Report each line of the data below that contains the string "road", reproducing those lines in full. The match is case-sensitive.

________

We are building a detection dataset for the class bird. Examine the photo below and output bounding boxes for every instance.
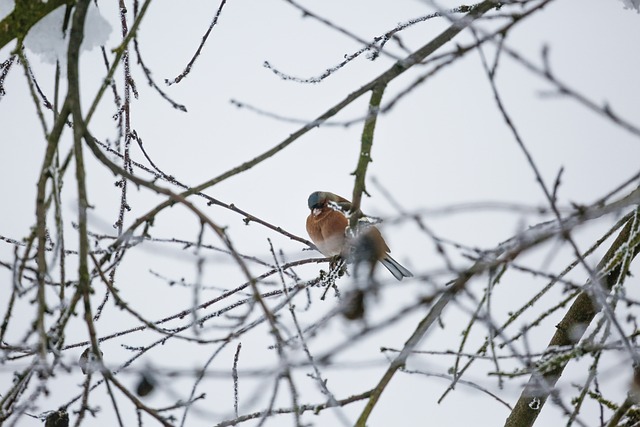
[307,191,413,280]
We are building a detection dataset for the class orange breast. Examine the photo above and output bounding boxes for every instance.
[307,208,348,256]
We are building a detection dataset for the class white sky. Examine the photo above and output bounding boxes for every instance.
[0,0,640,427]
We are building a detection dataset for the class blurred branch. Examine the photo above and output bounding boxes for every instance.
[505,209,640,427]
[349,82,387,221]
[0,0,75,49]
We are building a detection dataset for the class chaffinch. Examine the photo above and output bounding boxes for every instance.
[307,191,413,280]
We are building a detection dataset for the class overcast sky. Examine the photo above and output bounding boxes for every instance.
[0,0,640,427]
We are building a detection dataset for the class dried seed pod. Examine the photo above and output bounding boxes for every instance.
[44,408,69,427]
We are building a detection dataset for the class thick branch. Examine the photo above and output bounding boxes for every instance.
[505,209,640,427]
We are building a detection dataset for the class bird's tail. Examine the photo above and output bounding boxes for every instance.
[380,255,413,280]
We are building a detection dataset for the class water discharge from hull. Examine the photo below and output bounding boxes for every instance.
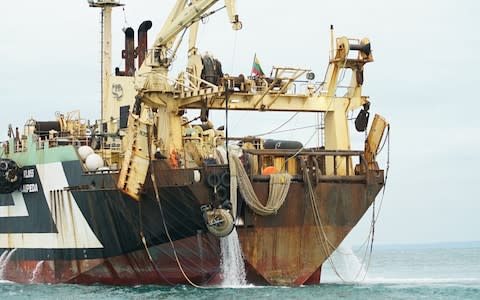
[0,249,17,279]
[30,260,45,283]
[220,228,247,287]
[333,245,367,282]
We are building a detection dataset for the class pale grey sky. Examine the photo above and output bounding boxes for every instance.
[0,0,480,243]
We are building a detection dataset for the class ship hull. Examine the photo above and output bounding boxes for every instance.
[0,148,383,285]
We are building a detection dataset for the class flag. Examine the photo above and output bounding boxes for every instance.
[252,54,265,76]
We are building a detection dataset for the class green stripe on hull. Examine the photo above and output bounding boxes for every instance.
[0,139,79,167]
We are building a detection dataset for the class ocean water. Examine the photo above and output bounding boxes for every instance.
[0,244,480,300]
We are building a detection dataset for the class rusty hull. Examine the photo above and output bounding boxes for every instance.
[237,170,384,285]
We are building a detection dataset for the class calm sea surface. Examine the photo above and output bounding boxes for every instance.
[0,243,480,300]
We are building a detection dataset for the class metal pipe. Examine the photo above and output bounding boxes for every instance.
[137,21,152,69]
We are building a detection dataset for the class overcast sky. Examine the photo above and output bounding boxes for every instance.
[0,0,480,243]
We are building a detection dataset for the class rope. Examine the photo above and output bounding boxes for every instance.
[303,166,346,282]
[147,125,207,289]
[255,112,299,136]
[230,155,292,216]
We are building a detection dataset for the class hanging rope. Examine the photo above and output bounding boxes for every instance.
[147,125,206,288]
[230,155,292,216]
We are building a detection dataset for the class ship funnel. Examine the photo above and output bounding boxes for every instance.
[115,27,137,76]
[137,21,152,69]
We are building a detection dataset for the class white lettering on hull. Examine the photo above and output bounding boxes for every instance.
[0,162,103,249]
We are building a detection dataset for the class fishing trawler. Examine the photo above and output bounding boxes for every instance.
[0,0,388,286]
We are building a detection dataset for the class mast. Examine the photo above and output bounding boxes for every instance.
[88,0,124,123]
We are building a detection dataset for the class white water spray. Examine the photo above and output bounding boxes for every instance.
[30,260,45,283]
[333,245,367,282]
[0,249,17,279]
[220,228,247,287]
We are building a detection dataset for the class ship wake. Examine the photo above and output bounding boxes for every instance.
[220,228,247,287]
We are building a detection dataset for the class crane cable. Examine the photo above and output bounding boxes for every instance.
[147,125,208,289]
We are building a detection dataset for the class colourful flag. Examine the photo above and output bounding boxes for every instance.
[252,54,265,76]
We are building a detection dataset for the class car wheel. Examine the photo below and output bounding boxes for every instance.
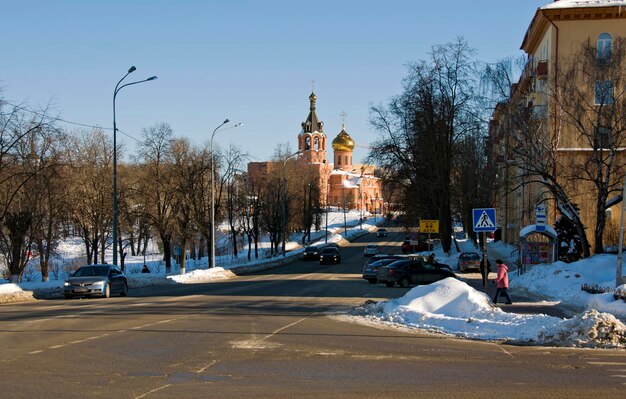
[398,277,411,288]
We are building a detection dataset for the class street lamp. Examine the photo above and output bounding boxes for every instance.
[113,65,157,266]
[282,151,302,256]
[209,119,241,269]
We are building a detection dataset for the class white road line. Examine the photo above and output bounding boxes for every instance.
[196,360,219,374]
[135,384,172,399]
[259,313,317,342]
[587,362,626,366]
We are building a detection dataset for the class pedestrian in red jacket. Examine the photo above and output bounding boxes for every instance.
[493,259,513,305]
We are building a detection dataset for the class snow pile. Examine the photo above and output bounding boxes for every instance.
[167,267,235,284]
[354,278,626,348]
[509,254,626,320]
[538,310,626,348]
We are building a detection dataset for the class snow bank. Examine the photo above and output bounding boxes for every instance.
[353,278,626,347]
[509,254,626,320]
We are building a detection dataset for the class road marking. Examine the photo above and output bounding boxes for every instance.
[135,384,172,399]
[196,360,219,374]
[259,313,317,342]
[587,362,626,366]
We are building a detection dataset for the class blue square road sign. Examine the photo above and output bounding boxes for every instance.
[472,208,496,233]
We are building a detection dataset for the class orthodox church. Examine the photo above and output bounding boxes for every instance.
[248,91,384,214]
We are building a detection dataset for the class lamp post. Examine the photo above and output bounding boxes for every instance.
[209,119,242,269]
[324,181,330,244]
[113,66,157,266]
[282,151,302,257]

________

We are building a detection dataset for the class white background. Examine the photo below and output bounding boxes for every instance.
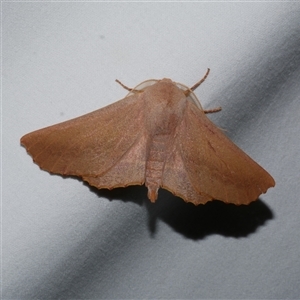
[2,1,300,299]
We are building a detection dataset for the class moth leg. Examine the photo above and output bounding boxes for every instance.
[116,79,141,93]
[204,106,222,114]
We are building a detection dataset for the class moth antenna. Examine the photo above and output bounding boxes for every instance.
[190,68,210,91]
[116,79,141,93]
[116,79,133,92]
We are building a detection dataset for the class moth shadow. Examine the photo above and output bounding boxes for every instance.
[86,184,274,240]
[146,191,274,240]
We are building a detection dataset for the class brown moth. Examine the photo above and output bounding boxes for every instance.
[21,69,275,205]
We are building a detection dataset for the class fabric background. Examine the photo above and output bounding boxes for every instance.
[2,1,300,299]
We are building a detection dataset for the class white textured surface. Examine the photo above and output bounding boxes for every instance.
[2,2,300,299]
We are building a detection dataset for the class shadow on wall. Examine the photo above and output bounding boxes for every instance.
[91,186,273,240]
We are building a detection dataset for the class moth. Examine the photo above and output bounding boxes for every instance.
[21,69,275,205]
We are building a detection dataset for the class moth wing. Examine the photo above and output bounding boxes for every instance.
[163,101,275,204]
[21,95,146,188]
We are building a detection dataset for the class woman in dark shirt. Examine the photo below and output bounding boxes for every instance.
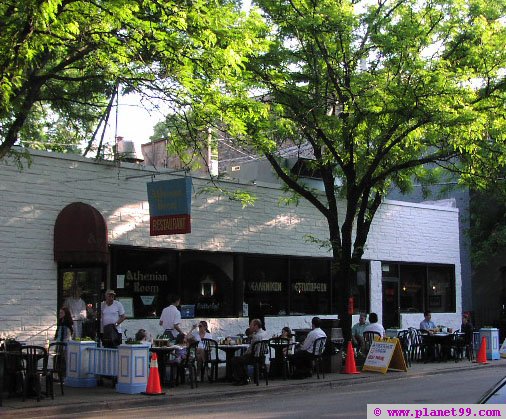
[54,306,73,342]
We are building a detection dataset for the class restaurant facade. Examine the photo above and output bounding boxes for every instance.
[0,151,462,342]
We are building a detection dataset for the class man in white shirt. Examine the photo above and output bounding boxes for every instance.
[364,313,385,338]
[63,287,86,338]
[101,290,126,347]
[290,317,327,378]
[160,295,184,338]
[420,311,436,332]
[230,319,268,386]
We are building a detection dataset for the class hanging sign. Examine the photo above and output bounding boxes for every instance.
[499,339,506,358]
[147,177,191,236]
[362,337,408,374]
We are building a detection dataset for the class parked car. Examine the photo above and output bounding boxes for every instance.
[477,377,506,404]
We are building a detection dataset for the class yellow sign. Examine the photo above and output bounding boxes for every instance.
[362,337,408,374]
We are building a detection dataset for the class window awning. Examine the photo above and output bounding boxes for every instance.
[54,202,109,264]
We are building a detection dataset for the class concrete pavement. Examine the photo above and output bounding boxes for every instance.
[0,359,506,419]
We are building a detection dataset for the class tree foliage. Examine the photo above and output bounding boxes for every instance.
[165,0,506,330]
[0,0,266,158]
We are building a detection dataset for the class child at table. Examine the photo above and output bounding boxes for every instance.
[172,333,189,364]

________

▶ _RESPONSE_
We are building a detection dataset for the class white road line. Examine the photo above and output bounding boxes for every instance.
We are building a detection dataset for the class road marking. Examine the photo above and output bounding boxes for every instance.
We are building a detection dataset for the class blue square road sign. Examine the photo above and output bounding boxes for every instance.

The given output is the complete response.